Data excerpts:
**********
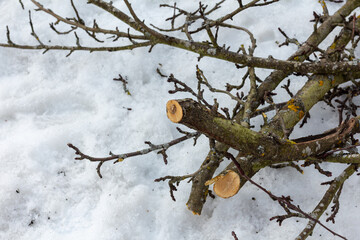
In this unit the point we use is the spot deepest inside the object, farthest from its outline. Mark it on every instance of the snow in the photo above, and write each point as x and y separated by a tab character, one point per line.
47	101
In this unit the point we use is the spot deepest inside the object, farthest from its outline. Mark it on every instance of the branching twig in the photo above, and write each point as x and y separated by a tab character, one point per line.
122	157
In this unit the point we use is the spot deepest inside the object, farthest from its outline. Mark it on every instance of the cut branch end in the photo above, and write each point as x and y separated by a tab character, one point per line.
174	111
228	185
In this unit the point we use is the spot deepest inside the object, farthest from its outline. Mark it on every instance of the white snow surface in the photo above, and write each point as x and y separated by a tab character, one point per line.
49	100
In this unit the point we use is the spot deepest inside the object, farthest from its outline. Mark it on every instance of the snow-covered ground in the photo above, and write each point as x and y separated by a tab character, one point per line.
47	101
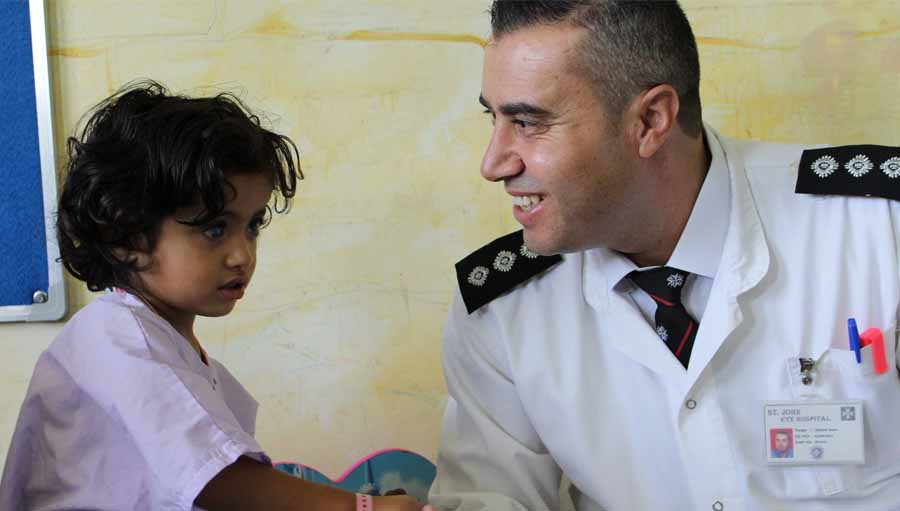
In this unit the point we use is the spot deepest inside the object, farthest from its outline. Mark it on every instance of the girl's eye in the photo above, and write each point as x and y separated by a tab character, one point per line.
215	231
257	225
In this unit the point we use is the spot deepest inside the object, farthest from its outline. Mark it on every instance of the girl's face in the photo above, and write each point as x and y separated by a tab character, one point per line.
203	270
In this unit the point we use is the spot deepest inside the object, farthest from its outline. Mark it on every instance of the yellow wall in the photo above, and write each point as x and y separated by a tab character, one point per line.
338	336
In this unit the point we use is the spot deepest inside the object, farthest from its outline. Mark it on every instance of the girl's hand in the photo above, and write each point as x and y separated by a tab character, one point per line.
399	503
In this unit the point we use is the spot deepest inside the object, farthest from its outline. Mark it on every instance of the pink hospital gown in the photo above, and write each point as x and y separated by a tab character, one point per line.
122	414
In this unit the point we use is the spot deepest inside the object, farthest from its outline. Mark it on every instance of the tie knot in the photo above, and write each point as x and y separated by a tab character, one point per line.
663	284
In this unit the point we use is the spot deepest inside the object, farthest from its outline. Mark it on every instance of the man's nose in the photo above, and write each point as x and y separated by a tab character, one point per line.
500	159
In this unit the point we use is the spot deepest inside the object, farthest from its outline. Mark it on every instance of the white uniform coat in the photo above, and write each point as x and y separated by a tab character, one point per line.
121	414
564	375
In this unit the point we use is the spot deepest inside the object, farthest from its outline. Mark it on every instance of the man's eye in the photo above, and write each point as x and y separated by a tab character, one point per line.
522	123
215	231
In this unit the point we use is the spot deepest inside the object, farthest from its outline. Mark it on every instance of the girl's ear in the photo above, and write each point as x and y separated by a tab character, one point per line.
140	258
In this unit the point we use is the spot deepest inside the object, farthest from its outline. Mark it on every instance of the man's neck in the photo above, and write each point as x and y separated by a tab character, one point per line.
683	189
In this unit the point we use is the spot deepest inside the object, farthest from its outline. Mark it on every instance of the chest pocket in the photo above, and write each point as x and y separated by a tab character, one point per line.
837	376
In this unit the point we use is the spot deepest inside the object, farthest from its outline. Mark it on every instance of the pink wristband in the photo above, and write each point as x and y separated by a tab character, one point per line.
364	502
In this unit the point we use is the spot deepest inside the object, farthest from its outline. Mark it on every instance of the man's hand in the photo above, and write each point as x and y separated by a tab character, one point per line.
399	503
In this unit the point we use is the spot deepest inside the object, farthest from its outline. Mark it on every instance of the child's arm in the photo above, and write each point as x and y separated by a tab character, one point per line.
248	484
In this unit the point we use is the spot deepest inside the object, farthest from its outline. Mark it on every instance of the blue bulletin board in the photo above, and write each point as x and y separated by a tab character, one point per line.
31	280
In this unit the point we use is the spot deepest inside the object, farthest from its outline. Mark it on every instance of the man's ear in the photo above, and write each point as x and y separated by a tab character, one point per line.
654	115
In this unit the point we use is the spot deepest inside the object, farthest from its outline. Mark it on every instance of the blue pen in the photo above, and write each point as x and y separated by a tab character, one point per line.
853	333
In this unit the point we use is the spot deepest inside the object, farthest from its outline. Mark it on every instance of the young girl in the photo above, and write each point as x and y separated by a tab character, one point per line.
164	200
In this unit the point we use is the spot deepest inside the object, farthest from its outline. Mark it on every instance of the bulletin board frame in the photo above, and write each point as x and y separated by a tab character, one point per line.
47	303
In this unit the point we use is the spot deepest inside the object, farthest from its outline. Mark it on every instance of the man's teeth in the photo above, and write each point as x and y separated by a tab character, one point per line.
526	202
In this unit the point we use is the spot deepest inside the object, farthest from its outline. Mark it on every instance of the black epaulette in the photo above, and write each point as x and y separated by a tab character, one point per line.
865	170
498	267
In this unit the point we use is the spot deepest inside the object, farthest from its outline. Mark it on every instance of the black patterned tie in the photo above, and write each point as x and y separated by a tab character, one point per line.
673	323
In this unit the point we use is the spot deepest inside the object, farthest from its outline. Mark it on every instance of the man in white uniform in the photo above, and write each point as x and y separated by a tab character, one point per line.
700	303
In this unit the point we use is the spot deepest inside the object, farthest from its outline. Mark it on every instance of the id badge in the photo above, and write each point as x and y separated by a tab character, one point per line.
814	433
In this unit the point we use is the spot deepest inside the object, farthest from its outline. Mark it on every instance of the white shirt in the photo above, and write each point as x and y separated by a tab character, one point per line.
121	413
698	250
562	374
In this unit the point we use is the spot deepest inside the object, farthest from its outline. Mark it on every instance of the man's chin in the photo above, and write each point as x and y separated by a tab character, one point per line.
541	245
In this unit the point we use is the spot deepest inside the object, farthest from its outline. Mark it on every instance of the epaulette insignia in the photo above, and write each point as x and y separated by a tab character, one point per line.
498	267
864	170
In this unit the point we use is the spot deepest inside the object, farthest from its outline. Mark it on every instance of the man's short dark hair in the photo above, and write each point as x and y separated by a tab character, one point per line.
631	45
144	153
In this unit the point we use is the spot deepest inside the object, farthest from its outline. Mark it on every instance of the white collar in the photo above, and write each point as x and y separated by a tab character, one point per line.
699	249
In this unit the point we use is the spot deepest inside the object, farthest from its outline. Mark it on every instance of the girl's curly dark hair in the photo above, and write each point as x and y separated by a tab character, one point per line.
144	153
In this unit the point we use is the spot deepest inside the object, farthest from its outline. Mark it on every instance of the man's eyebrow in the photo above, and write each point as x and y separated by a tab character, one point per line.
521	108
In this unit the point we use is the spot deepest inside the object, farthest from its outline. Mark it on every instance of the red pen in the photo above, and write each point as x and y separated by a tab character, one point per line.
873	337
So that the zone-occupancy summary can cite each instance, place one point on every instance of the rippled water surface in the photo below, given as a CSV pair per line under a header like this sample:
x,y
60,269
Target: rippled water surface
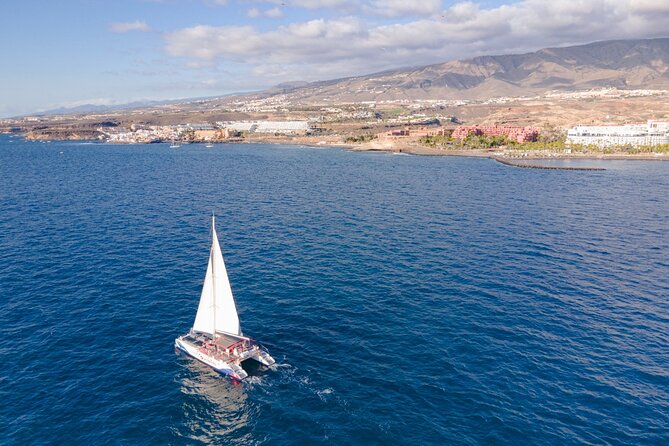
x,y
408,300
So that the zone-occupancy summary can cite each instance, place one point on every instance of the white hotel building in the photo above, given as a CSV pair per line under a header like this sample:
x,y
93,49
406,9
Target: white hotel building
x,y
649,134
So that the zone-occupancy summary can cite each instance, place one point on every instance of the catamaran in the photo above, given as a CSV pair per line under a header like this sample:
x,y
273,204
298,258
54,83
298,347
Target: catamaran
x,y
216,337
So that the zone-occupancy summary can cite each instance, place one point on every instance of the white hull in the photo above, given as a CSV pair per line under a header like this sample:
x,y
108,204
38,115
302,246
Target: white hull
x,y
225,359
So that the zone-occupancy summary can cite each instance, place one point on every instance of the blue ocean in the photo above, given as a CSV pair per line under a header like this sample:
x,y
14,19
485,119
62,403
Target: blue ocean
x,y
407,300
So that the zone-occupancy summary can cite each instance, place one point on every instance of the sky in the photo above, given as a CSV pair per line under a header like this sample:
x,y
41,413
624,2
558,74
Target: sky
x,y
105,52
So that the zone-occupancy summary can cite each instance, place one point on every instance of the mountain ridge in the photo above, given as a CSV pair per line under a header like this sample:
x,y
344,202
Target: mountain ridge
x,y
626,64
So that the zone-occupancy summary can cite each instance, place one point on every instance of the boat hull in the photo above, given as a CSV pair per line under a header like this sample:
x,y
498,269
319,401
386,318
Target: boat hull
x,y
226,355
218,365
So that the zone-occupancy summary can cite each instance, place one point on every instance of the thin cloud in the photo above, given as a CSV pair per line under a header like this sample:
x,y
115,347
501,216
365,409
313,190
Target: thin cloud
x,y
350,45
125,27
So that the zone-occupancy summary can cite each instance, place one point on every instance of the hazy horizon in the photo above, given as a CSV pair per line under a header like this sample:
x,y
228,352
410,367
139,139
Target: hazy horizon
x,y
77,52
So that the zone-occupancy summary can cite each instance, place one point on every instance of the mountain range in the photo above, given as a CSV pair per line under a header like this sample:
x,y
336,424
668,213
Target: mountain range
x,y
624,64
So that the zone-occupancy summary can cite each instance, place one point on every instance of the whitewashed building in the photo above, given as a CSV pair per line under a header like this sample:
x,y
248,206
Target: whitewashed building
x,y
281,127
649,134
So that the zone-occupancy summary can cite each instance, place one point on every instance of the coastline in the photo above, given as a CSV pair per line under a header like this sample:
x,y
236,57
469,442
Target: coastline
x,y
413,147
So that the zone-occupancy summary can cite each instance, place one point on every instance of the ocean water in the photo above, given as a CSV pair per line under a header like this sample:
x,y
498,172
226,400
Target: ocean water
x,y
408,300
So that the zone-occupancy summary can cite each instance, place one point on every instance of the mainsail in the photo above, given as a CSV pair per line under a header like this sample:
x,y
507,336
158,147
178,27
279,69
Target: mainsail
x,y
217,305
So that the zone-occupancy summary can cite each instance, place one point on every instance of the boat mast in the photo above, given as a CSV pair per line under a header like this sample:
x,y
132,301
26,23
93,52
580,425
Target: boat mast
x,y
213,275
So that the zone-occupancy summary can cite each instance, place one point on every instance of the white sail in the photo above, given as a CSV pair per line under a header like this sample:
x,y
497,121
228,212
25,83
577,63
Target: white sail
x,y
217,305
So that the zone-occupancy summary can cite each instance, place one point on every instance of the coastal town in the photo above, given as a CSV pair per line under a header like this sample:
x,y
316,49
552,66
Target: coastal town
x,y
503,126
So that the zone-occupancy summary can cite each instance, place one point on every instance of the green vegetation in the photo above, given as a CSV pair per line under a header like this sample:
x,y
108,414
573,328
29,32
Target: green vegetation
x,y
360,138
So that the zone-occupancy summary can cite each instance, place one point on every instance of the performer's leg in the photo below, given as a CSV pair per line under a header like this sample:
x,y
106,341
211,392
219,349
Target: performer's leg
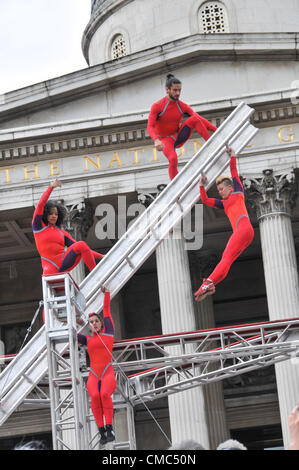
x,y
171,155
96,405
74,254
193,122
237,243
108,384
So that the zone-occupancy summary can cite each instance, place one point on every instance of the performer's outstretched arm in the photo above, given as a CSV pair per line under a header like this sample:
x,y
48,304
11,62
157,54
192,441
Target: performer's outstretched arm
x,y
238,186
37,220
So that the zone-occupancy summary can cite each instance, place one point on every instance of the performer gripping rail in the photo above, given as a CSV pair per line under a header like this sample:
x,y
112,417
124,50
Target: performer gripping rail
x,y
52,241
233,203
164,123
101,381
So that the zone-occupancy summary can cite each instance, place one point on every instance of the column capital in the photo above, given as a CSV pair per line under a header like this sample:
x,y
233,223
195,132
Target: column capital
x,y
78,219
271,193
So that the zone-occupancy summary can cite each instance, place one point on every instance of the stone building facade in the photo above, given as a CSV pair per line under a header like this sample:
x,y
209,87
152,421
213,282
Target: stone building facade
x,y
89,129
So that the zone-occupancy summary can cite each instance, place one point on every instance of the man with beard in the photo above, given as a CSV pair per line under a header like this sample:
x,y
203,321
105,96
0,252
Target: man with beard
x,y
165,123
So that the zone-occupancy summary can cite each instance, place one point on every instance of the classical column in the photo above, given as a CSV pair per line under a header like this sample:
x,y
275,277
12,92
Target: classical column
x,y
186,409
201,264
78,221
273,196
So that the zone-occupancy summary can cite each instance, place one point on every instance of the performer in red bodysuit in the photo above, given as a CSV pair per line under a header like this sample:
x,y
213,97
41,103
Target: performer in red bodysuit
x,y
233,203
58,250
164,123
101,381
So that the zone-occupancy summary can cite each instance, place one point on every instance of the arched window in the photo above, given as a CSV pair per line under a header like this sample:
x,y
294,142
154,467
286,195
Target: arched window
x,y
213,18
118,47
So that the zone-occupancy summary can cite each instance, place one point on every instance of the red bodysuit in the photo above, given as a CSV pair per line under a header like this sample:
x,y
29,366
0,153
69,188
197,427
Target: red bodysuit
x,y
58,250
164,123
101,381
243,233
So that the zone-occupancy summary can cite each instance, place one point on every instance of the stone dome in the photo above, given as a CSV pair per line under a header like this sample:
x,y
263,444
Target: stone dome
x,y
122,27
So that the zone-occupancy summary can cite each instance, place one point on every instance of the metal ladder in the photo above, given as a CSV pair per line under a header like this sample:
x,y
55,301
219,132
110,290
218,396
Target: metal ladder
x,y
69,400
124,259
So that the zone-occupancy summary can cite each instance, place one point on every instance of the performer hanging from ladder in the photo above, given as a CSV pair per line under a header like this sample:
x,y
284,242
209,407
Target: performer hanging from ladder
x,y
101,381
164,123
58,250
233,202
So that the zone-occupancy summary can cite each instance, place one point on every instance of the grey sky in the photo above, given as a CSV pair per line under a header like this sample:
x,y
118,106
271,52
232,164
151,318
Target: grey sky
x,y
40,39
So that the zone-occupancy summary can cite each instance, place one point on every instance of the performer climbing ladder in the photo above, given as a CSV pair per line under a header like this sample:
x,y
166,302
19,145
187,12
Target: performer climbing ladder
x,y
233,203
164,123
51,240
101,380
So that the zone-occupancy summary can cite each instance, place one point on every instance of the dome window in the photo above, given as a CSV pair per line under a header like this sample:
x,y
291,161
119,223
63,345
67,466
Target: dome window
x,y
118,47
213,18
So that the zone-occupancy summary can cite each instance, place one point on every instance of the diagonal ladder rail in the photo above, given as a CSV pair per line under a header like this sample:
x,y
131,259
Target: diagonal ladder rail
x,y
275,342
132,250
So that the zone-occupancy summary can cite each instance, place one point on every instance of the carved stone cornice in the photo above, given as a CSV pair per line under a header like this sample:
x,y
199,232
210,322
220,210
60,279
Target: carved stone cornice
x,y
78,219
271,194
35,145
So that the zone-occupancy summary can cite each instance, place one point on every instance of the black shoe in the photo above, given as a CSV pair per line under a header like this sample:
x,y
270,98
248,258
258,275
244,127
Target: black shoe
x,y
110,433
102,432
**********
* [ABOUT THIS EXERCISE]: Of the lines above, copy each that contains "below".

* [SOLVED PROBLEM]:
So that the zone-occupancy summary can cite each instance, place one point on every instance of the rippled water surface in the photo below, given as a CSV pair per line under a header like this sample:
So that the zone-occupancy summary can cite each instance, place one point on every instance of the performer's leg in the photo below, given as a CSV pair per line under a header like this sample:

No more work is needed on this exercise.